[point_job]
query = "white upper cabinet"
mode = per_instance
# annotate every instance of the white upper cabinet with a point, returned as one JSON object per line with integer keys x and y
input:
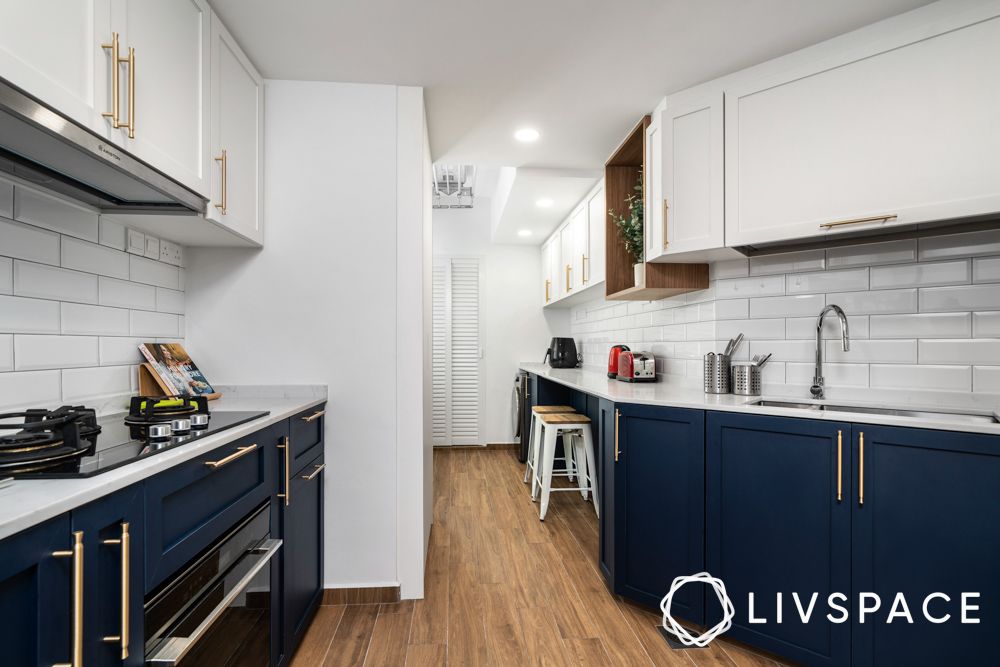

-=-=-=-=-

Exercise objective:
Copy the item above character for character, leaving out the picture.

Completed exercise:
[point_job]
query = "white upper cabinet"
mode = per_instance
# annotate every instance of the white upper cabinet with a point, returned as one JSON object per line with integer keys x and y
input:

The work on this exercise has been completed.